**Stated task:** Your task is to print every entry below exactly as given.

Records from a collection:
———
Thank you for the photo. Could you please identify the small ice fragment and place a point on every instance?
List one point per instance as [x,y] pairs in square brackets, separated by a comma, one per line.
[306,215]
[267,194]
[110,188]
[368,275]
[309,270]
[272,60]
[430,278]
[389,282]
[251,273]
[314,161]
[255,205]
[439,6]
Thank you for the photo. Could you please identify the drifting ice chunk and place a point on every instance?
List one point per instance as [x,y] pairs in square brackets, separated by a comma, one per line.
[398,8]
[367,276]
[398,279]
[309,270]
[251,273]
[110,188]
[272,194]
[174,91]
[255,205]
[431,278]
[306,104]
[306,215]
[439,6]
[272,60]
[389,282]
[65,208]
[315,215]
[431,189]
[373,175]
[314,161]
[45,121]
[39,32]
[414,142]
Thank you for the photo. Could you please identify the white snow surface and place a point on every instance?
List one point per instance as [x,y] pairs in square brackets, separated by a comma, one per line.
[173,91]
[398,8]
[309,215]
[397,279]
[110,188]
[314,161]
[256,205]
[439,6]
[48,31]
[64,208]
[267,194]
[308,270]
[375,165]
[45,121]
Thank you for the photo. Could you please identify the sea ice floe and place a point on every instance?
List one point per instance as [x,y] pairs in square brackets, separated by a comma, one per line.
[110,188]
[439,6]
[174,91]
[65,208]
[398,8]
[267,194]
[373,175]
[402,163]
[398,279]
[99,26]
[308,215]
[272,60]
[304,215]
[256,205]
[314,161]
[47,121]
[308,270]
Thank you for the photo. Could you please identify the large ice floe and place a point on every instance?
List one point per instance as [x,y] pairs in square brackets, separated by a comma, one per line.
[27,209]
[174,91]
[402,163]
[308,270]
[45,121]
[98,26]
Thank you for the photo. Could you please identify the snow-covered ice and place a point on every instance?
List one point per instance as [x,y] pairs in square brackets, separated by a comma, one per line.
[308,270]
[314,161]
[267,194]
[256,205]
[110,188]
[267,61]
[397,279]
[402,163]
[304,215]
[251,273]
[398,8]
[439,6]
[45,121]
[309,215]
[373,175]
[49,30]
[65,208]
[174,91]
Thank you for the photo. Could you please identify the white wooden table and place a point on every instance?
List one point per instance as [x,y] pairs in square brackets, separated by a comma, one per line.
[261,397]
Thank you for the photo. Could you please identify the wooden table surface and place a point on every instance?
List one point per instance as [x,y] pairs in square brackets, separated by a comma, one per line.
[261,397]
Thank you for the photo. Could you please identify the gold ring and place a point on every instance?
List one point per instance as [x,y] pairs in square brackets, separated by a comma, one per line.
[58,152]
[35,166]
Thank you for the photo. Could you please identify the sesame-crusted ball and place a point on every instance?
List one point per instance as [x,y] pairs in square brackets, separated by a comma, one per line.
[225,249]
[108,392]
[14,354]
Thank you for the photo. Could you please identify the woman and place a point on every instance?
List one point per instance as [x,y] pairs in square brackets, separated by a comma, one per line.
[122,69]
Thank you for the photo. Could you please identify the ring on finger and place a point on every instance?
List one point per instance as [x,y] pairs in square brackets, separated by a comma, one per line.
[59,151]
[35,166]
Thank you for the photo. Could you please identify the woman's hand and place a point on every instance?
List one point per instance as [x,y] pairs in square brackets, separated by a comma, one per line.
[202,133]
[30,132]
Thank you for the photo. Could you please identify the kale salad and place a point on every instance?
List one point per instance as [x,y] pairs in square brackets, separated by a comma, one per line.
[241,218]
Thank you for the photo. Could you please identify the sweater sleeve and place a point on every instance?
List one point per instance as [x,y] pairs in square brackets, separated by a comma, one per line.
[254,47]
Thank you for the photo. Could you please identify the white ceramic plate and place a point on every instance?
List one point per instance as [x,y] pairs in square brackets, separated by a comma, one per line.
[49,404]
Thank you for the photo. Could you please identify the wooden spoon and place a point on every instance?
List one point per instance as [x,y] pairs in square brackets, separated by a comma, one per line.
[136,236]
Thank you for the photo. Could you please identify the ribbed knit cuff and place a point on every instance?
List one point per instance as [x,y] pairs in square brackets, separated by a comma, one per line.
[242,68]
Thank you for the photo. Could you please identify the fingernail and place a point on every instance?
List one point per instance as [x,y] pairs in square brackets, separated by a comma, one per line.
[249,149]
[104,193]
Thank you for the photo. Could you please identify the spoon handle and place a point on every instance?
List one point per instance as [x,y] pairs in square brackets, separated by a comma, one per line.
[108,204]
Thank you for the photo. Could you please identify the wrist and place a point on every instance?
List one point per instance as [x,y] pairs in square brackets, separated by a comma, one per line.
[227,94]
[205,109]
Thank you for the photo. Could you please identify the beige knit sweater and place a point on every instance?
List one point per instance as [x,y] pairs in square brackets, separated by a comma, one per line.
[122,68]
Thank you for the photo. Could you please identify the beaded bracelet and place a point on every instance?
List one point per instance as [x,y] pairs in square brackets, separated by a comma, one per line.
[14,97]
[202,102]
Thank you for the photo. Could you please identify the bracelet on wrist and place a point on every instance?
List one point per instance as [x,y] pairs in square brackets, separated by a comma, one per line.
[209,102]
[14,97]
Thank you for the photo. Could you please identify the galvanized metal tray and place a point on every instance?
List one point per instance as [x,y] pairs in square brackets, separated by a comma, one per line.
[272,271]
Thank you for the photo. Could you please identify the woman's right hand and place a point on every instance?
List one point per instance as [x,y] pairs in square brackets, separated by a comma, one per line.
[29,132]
———
**Output of the exercise:**
Thank you for the photo. Could you please identify the small ice fragment and place a point on every instance?
List one point per instance as [x,y] pairs in square brackets, separated by a comma, one per line.
[306,215]
[267,194]
[110,188]
[368,275]
[309,270]
[272,60]
[430,278]
[389,282]
[251,273]
[314,161]
[255,205]
[439,6]
Thank you for the photo. Could you please identify the drifting ice chunk and place a point on every instance?
List one point per instance as [x,y] pairs in square brackets, separated by a comma, one per line.
[398,8]
[367,276]
[398,279]
[309,270]
[251,273]
[110,188]
[272,194]
[174,91]
[255,205]
[431,278]
[306,104]
[306,215]
[439,6]
[272,60]
[389,282]
[65,208]
[315,215]
[431,189]
[373,175]
[314,161]
[45,121]
[39,32]
[414,142]
Thank you for the photo. Could you please identify the white snow surface and place a point on every instance?
List one point per instance as [x,y] pairs in square brackets, separated by a comma, one per line.
[173,91]
[398,8]
[309,215]
[397,279]
[110,188]
[314,161]
[256,205]
[439,6]
[48,31]
[64,208]
[267,194]
[308,270]
[375,165]
[45,121]
Thank you for the photo. Could you please identify the sea ice floe and place a point on every instance?
List one point per instance as [x,y] pairs in square brackets, separated by a comma, one per line.
[110,188]
[439,6]
[174,91]
[65,208]
[398,8]
[267,194]
[373,175]
[402,163]
[398,279]
[99,26]
[308,215]
[272,60]
[304,215]
[256,205]
[314,161]
[47,121]
[308,270]
Thank you for the photo. Could you please identify the large ice floe and place a point on every instance?
List one point per instance as [x,y] pairs in square brackets, separated by a comma, one per line.
[27,209]
[174,91]
[402,163]
[308,270]
[45,121]
[98,26]
Thank you for the photo. Could you please identify the snow-covered ice and place a point on every instance?
List one point per instance as [x,y] pairs in square brackets, separated by a comma, one per line.
[308,270]
[314,161]
[267,194]
[256,205]
[110,188]
[267,61]
[397,279]
[402,163]
[304,215]
[251,273]
[398,8]
[439,6]
[45,121]
[309,215]
[373,175]
[49,30]
[65,208]
[174,91]
Thank you for the photo. Could you please identify the white wooden table and place a point on every instance?
List one point per instance as [x,y] pairs in square brackets, separated by a comma, one per line.
[261,397]
Thank you for the photo. Could you please identify the wooden table surface and place a point on every instance?
List one point per instance as [x,y] pairs in square brackets, separated by a comma, one per line.
[261,397]
Thank you for the photo. Could you please identify the gold ring and place a point on every instance?
List one point per instance as [x,y] pairs in square brackets, separated by a comma, one per line.
[58,152]
[35,166]
Thank you for the photo. Could you please identify the sesame-crusted ball and place a point on every instance?
List one point per instance as [x,y] pairs in square brackets, separated by a comma, one per line.
[225,249]
[108,392]
[14,354]
Thank you for the photo. Could you please identify the woman and place a point on every instance?
List one point per instance as [x,y] pairs in square brackets, separated by a comma, one per line.
[122,69]
Thank you for the photo. Could you please identify the ring on finger and place a point on every instance?
List one point per instance as [x,y] pairs in square brackets, separated by a comma, one per line.
[59,151]
[35,166]
Thank you for the photo. Could you please identify the woman's hand and place a point on every instance?
List one point per instance as [x,y] pairs in square brackets, separated by a comma, one per line.
[202,133]
[30,132]
Thank you for the photo. Could you please identify the kale salad and place a point on every instance?
List one point per instance as [x,y] pairs in square brackets, separated by a comma, one per line.
[241,218]
Thank you for the photo. Could you please identify the sweater sleeve and place a point on every instance?
List one point per instance as [x,y] pairs in square brackets, separated by a comma, one per line.
[254,47]
Thank you for the photo. Could you please identify the white ceramic plate and place a point on every instance?
List one point per instance as [x,y] pairs in square brackets, separated by a comma, one per line.
[49,404]
Thank you for the photo. Could you please identify the wooden spoon and place a point on every instance?
List one point per instance as [x,y] pairs in square brackets, separated by a comma, one per line.
[136,236]
Thank you for the photo. Could you please identify the ribbed knit cuff and place a point on every instance?
List one point per instance as [x,y] pairs in square brackets, separated by a comma, one per line.
[242,68]
Thank you for the photo. Could you please identify the fingernail and place a point on every instance?
List one point per instance as [x,y] pairs in square brackets, separated by a comma, one per line.
[249,149]
[104,193]
Thank you for the photo. Could you please identify the spoon handle and place a point on every instance?
List one point per instance as [x,y] pairs in square brackets, separated by a comma, one per line.
[108,204]
Thank you for the photo. Could you please identify the wrist and place a point on every instance?
List one point per instance as [x,y] pairs in square brackets, separated by a comma, one per line.
[227,94]
[205,109]
Thank you for the photo. Could you please identify the beige knit sweater and place a point on every instance?
List one point per instance as [x,y] pairs in square brackets, separated by a comma, one per line.
[122,68]
Thank you for the photo. Could you please identify the beaded bracelet and place a point on every instance?
List one point per instance as [x,y] pairs in square brackets, separated by a comma, one per line.
[14,97]
[202,102]
Thank you for the photo. Could you please identify the bracelet on wrist and place a point on every instance?
List one point per instance as [x,y] pairs in square brackets, separated by a comma, one per line.
[209,102]
[14,97]
Thank you for the photo. Could you please identify the galvanized metal tray and place a point on every instance?
List one point per instance as [x,y] pairs in square brackets, separated by a comma, one per line.
[272,271]
Thank you for the photo. Could you please identify the woman's right hand and place a point on every instance?
List one point per instance as [x,y] pairs in square brackets, separated by a comma, one per line.
[29,132]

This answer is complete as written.